Solving problems in ion mobility measurements of forensic samples with thermal desorption and dynamic modeling.

摘要

Fast screening procedures are necessary when forensic samples are being investigated, which is apparent when screening for explosives, narcotics, and bacteria. Many forensic problems can be solved by traditional analytical methods such as gas chromatography (GC) and liquid chromatography (LC). However, ion mobility spectrometry (IMS) offers several advantages that enhance its applicability as a screening procedure compared to traditional methods. Some of these advantages include its high sensitivity, low detection limits, rapid response, portability, and real-time monitoring capabilities. SIMPLe-to-use Interactive Self-modeling Mixture Analysis (SIMPLISMA) allows temporal information in the data to be exploited so that information is not lost by averaging.; Several methods were developed to produce systems that could solve forensic problems rapidly. First, by utilizing a temperature ramped thermal desorption IMS system with SIMPLISMA, interfering compounds were separated from explosives. Without the ramped thermal desorption, separation of the different compounds was not possible. Also, coupling solid phase extraction (SPE) with IMS allows for the detection of trace levels of analytes in liquid matrices. The detection of explosives in water is very important because 2,4,6-trinitrotoluene (TNT), cyclotrimethylene trinitramine (RDX), and cyclotetramethylene tetranitramine (HMX) are toxic to humans. By using SPE-IMS, detection and identification of the explosives in water was achieved, possible interferences were removed, and very low detection limits were obtained. Also, the detection of illegal narcotics and their metabolites in urine is important for workplace drug screening. The advantages of utilizing SPE-IMS for these samples include simultaneous detection of several possible compounds and removal of adulterants that might interfere with detection of the narcotics. Finally, adding a thermal hydrolysis/methylation (THM) step to IMS provides a method to detect and identify bacteria rapidly by their fatty acid methyl ester profiles. By utilizing THM-IMS, Bacillus cereus and three different Listeria bacteria could be detected and identified rapidly. SIMPLISMA and principal component analysis (PCA) were utilized to classify the data.; Solving problems in ion mobility measurements of forensic samples is possible by IMS without utilizing more complex systems such as GC-IMS or LC-IMS which reduce its applicability as a rapid screening technique.

- _DATA SUPPLIED_
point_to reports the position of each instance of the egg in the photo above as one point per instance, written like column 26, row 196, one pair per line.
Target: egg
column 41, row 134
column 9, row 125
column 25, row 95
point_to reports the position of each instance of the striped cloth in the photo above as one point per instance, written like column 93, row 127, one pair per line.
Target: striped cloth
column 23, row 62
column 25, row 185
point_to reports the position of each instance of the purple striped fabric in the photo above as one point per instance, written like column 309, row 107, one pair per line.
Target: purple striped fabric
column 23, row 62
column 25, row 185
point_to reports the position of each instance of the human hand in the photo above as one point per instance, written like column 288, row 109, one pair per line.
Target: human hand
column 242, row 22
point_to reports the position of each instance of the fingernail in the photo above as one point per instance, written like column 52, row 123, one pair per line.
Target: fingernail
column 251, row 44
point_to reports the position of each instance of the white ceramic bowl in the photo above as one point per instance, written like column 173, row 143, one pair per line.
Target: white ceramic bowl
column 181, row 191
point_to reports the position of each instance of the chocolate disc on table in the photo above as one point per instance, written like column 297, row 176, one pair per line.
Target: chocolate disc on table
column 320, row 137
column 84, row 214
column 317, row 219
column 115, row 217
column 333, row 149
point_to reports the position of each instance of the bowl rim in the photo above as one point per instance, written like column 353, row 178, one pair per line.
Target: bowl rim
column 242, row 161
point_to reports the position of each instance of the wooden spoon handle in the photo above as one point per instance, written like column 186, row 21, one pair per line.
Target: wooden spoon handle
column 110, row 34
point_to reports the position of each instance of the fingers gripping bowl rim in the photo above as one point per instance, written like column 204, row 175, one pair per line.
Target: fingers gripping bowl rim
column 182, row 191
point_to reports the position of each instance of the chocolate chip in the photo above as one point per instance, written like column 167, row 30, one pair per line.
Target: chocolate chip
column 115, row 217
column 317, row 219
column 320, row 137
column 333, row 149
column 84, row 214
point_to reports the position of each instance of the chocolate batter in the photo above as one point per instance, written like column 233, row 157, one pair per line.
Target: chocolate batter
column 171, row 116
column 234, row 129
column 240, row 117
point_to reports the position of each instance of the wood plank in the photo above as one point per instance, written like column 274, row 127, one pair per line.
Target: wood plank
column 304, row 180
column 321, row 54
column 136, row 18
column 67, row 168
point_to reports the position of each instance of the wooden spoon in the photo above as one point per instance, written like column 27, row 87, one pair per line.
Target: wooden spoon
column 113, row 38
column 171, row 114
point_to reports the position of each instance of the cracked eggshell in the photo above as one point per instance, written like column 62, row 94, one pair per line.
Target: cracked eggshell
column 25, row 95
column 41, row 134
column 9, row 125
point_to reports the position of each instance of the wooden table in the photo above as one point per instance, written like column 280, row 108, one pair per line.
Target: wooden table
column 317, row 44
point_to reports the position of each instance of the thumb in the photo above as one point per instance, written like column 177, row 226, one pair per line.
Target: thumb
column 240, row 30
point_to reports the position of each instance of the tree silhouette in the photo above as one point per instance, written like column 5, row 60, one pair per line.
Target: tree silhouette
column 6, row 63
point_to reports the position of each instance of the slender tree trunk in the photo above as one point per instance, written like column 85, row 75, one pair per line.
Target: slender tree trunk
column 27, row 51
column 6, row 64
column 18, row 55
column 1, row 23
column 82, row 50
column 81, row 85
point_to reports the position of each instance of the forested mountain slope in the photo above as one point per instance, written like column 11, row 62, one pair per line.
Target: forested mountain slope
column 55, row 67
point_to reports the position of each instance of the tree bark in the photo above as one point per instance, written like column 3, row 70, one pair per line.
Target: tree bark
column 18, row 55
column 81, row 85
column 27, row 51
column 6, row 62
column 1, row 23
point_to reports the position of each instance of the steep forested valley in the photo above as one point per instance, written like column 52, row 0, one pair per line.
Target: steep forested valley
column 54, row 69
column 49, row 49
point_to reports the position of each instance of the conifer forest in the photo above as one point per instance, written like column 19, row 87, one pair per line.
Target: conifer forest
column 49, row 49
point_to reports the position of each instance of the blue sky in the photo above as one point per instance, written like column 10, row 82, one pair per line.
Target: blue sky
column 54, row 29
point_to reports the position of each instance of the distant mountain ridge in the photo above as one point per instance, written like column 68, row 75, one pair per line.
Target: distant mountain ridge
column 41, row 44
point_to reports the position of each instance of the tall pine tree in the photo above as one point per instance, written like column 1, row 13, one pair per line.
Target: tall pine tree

- _WHAT YOU SHOULD DO_
Answer these questions about the abstract on ion mobility measurements of forensic samples:
1. Which three explosives does it name as toxic to humans?
2. Which bacteria could be detected and identified rapidly with THM-IMS?
3. Which two methods were used to classify the data?

- _RESPONSE AREA_
1. 2,4,6-trinitrotoluene (TNT), cyclotrimethylene trinitramine (RDX), and cyclotetramethylene tetranitramine (HMX).
2. Bacillus cereus and three different Listeria bacteria.
3. SIMPLISMA and principal component analysis (PCA).